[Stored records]
*** Block opens ***

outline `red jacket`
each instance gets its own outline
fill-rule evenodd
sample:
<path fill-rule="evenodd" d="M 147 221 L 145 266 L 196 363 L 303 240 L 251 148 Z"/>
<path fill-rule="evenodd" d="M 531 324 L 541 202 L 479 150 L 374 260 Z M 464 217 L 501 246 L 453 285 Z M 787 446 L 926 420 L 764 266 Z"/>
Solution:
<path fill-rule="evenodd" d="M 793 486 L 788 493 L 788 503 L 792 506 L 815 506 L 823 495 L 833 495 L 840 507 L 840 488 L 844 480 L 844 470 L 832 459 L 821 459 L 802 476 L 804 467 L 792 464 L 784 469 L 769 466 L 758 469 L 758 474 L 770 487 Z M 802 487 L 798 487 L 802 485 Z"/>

*** Block closes ***

Set down exactly what runs from the line containing "147 221 L 145" through the last line above, both lines included.

<path fill-rule="evenodd" d="M 147 221 L 145 266 L 196 363 L 303 240 L 251 148 Z"/>
<path fill-rule="evenodd" d="M 531 324 L 541 202 L 479 150 L 374 260 Z M 464 217 L 501 246 L 453 285 Z M 787 446 L 926 420 L 764 266 Z"/>
Solution:
<path fill-rule="evenodd" d="M 793 486 L 788 493 L 788 503 L 792 506 L 815 506 L 823 495 L 833 495 L 840 507 L 840 488 L 844 480 L 844 470 L 832 459 L 821 459 L 802 476 L 804 467 L 792 464 L 784 469 L 769 466 L 758 469 L 758 474 L 770 487 Z M 802 487 L 798 487 L 802 485 Z"/>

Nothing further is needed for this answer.